** REQUIRED TASKS **
a) In the shark book review, why are sharks said to prefer seals and sea lions to humans?
b) Reproduce the passage of the shark book review between "From Benchley (White" and "uttered in Jaws.", inclusive.

EXERCISE TEXT below:

From Benchley (White Shark, 1994, etc.), a compendium of shark facts, tales, and personal encounters that feels as insightful and trustworthy as anything ever uttered in Jaws.
Benchley has done as much as anyone to give sharks a dose of menace, so it’s only fitting that he should put together this account in hopes of shedding light on shark behavior while also giving suggestions about how to minimize chances of trouble—or, if desired, maximize chances of seeing. Benchley explains that every time you enter the ocean, you are entering shark territory and may be regarded as fair game—though, in fact, sharks are happier shredding a seal or sea lion, whose return on energy expended in attacking and eating are much greater (humans are too bony and protein deficient). The author catalogues sensible do’s and don’ts—don’t swim near seal and sea lion colonies; don’t swim at dawn, dusk, or night, when sharks move into the shallows; don’t swim alone or in turbid water; don’t wear shiny jewelry or make erratic movements. Many of Benchley’s personal stories are drawn from scuba dives, and there’s plenty of advice about how to dive safely—being good, for example, at recognizing territorial displays. Curios—sharks with the face of a pig, others that can fit in the palm of your hand—make these creatures appear as strange and vulnerable as the rest of us, while at the same time (would it be Benchley otherwise?) scary creatures abound, from sea wasps and sea snakes, marauding groupers and bluefish, on to man-eating sharks: great eating-machines, more ferocious than any Bengal tiger. Consider the dazzling speed of the mako: “a gray ghost in the distance one second, right in front of you the next, gone the next, back again the next.”
If you’re looking for an antidote to being spooked by Jaws, there’s information here to provide it. But there’s just as much to spook you anew.

End of EXERCISE TEXT.
INPUT DATA below:

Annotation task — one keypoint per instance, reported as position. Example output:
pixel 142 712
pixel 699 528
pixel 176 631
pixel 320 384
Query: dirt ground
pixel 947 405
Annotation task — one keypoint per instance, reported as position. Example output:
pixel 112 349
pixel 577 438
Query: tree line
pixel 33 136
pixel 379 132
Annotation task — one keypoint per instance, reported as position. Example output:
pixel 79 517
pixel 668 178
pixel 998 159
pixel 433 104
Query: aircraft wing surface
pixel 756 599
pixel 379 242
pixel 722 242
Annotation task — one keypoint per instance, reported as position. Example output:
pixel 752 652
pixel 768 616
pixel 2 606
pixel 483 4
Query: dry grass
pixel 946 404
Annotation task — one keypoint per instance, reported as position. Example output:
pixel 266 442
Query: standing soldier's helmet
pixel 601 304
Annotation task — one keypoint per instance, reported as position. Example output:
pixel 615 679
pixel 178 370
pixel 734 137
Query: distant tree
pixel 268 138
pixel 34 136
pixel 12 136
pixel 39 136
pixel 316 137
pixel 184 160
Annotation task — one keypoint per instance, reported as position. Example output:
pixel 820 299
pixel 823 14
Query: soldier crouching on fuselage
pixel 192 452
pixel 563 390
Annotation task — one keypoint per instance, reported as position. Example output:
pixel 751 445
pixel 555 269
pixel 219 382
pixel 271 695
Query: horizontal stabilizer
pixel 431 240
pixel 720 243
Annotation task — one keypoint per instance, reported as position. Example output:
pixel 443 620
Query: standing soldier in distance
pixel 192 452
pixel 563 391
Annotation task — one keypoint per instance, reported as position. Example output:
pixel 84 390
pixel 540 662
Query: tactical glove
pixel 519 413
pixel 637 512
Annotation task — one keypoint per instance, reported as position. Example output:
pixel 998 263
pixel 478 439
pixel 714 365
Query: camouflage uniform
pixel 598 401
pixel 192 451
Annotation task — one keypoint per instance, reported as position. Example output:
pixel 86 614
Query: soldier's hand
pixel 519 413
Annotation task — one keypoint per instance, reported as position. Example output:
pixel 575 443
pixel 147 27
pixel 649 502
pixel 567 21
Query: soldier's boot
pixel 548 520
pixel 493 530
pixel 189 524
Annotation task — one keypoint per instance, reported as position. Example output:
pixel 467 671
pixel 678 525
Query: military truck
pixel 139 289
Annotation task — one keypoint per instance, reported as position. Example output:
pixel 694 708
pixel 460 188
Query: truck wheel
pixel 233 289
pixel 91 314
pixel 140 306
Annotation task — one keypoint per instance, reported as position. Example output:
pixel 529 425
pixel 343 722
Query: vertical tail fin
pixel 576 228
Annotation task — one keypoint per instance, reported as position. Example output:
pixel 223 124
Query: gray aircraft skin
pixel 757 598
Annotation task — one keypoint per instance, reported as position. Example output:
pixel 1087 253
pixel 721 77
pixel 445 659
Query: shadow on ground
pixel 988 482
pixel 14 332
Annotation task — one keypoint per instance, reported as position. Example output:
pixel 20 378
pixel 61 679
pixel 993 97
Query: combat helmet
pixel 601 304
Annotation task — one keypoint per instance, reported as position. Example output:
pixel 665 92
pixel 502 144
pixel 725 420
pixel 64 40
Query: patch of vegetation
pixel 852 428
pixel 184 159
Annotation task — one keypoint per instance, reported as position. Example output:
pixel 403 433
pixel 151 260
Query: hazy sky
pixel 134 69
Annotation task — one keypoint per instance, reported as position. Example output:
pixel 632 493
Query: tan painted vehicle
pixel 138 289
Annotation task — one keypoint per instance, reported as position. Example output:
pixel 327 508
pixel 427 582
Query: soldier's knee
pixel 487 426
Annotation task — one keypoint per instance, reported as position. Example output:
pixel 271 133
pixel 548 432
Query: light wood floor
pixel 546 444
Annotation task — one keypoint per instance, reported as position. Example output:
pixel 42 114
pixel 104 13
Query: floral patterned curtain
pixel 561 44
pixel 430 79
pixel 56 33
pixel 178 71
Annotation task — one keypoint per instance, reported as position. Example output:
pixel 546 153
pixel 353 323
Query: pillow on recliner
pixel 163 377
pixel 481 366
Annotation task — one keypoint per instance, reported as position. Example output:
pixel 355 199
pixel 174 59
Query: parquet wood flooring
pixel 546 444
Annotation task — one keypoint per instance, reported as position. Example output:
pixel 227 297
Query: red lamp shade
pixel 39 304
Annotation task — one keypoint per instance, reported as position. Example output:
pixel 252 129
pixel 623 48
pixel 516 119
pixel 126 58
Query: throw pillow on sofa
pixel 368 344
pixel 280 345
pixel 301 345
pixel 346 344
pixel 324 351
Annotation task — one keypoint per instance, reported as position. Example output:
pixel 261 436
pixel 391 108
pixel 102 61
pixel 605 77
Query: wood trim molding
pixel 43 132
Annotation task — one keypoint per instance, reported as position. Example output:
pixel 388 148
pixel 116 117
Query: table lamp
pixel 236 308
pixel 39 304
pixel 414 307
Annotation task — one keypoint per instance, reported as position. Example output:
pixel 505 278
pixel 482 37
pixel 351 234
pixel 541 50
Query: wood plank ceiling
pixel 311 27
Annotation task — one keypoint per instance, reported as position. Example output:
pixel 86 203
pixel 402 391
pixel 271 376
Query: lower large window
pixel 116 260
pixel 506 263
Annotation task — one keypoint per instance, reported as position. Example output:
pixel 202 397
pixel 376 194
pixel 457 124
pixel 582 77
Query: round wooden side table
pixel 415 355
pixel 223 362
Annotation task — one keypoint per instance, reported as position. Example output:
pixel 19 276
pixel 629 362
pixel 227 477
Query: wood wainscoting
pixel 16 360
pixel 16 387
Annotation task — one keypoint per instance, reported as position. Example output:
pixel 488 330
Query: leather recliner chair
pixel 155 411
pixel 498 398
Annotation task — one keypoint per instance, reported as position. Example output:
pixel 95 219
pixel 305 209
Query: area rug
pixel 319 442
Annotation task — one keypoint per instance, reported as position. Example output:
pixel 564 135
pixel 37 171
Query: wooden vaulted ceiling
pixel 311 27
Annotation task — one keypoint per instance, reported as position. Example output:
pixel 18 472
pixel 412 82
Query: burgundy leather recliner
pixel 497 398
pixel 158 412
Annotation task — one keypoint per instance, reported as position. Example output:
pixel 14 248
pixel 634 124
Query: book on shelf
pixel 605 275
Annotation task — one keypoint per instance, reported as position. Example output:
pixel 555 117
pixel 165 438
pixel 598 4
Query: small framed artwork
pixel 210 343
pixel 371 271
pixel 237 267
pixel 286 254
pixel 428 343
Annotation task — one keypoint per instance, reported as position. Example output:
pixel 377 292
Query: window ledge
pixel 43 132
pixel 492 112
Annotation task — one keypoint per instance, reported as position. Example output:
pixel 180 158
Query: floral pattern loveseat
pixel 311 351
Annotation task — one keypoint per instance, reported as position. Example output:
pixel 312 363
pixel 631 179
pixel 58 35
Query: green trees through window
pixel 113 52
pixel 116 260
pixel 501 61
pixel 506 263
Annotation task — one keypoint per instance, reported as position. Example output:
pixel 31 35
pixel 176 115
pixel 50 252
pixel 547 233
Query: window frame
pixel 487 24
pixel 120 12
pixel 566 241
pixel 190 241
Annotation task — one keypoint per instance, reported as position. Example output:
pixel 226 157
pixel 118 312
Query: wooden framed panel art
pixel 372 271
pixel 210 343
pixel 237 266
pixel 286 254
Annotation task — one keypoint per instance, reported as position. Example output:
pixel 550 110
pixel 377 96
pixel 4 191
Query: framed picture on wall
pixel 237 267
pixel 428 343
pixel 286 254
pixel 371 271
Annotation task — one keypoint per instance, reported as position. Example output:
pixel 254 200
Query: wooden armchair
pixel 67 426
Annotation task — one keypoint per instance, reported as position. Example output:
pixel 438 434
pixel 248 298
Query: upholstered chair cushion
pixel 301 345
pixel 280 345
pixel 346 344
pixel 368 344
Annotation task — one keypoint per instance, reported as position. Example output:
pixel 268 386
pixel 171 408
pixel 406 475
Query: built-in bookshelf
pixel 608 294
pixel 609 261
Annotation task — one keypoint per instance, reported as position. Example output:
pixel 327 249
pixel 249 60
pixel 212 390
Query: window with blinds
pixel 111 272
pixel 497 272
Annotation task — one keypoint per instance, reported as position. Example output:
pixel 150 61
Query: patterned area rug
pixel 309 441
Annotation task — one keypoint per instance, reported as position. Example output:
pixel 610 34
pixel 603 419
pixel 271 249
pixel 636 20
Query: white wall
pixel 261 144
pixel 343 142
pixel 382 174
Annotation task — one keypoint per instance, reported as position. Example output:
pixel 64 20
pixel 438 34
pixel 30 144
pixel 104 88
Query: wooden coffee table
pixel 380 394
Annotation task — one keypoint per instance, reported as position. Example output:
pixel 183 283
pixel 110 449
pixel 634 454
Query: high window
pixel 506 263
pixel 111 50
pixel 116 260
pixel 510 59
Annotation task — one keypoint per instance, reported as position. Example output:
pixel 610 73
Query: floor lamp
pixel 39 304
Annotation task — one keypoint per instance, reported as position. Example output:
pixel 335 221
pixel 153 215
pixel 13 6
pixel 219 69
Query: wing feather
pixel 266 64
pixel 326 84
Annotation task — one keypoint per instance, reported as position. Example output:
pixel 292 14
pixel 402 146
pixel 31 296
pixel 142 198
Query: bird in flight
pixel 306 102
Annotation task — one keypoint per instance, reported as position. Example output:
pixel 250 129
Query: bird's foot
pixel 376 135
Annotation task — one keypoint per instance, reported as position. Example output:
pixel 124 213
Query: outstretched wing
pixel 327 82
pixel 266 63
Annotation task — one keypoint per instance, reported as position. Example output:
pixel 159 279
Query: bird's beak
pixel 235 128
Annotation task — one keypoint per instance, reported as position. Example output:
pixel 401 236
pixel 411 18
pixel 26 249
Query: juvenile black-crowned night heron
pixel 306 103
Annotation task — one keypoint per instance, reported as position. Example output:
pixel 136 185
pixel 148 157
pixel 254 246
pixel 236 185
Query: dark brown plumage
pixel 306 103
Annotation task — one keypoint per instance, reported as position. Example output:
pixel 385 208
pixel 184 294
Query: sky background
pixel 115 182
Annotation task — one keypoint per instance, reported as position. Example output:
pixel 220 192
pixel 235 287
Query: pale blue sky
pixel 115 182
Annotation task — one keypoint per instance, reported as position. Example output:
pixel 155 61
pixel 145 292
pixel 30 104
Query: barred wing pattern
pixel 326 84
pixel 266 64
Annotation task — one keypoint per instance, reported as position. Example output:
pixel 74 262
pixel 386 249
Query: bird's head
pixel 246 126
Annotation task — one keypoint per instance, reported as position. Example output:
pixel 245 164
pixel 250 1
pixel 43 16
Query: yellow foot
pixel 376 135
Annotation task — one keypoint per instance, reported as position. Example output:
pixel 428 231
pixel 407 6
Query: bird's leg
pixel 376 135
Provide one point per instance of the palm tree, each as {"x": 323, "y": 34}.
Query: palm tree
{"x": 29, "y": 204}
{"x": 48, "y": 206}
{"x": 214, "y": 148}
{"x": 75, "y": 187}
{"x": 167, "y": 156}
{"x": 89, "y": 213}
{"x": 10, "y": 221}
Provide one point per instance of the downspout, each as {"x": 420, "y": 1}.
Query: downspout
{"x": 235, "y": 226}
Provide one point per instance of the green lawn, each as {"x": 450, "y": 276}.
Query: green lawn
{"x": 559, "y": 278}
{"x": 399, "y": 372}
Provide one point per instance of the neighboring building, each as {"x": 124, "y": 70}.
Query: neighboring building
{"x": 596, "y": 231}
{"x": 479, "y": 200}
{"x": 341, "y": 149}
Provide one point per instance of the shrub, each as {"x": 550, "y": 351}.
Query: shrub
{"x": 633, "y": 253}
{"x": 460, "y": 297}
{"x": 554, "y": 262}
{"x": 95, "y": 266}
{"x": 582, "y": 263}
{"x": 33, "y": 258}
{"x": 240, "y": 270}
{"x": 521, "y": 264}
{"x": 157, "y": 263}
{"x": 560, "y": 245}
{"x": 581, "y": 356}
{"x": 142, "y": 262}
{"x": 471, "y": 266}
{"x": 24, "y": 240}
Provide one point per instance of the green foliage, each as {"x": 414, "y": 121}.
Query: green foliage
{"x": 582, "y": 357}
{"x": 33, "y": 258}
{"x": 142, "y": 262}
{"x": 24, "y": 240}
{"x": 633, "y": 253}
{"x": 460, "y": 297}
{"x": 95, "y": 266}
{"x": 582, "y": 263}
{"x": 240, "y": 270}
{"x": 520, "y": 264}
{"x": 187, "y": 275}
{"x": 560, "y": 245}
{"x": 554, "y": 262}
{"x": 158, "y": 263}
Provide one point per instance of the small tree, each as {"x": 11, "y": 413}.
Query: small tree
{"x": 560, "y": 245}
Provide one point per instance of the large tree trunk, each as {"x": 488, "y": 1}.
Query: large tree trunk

End of INPUT DATA.

** COMPLETED EXERCISE **
a) Seals and sea lions give a much greater return on the energy spent attacking and eating them, while humans are too bony and protein deficient.

b)
From Benchley (White Shark, 1994, etc.), a compendium of shark facts, tales, and personal encounters that feels as insightful and trustworthy as anything ever uttered in Jaws.